_Reading text:_
Born on Valentine’s Day in Montreal, Quebec, Canada, Mark Lutz grew up the eldest of four children in a very close-knit family.
An athletic youth, participating in hockey, baseball, horseback riding and soccer, it was Lutz’s love of all things aquatic that lead him into competitive swimming. His natural affinity and talent in the water saw him breaking Canadian age group swimming records at an early age. While preparing to enter high school, Lutz’s father was transferred to Hong Kong and the family made the move. Lutz spent the majority of his high school years there, in what he describes as “an irreplaceable life experience.”
Rivaling his love for swimming was his passion for comedy and performing. Lutz explored his creative designs by writing, directing and acting in short films and radio plays. While Lutz knew that acting would ultimately be his career path, he chose to pursue a B.A. Honours degree in political science, specializing in international relations at the University of Guelph. According to Lutz, "Because I was lucky enough to grow up, in part, in such a cosmopolitan city as Hong Kong, I made friends from all over the world. That whole experience really opened my eyes to so many different cultures and points of view that my interest in international politics seemed like a natural progression...well, that and the fact that I was always really good at writing essays.” Lutz continued to pursue a swimming career while at university, being named MVP of the swim team and competing at the Canadian Olympic trials. His swimming career was cut short however, when his shoulder blew out, leading to a number of operations that left him with nothing more than a "dandy scar”. It was a tough break that he still seems wistful about today.

_Entries shown:_
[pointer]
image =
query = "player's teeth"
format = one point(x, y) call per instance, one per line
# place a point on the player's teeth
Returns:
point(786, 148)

_What you have to do:_ Copy out the entire Mark Lutz biography from above, word for word.

_Output for this task:_
Born on Valentine’s Day in Montreal, Quebec, Canada, Mark Lutz grew up the eldest of four children in a very close-knit family.
An athletic youth, participating in hockey, baseball, horseback riding and soccer, it was Lutz’s love of all things aquatic that lead him into competitive swimming. His natural affinity and talent in the water saw him breaking Canadian age group swimming records at an early age. While preparing to enter high school, Lutz’s father was transferred to Hong Kong and the family made the move. Lutz spent the majority of his high school years there, in what he describes as “an irreplaceable life experience.”
Rivaling his love for swimming was his passion for comedy and performing. Lutz explored his creative designs by writing, directing and acting in short films and radio plays. While Lutz knew that acting would ultimately be his career path, he chose to pursue a B.A. Honours degree in political science, specializing in international relations at the University of Guelph. According to Lutz, "Because I was lucky enough to grow up, in part, in such a cosmopolitan city as Hong Kong, I made friends from all over the world. That whole experience really opened my eyes to so many different cultures and points of view that my interest in international politics seemed like a natural progression...well, that and the fact that I was always really good at writing essays.” Lutz continued to pursue a swimming career while at university, being named MVP of the swim team and competing at the Canadian Olympic trials. His swimming career was cut short however, when his shoulder blew out, leading to a number of operations that left him with nothing more than a "dandy scar”. It was a tough break that he still seems wistful about today.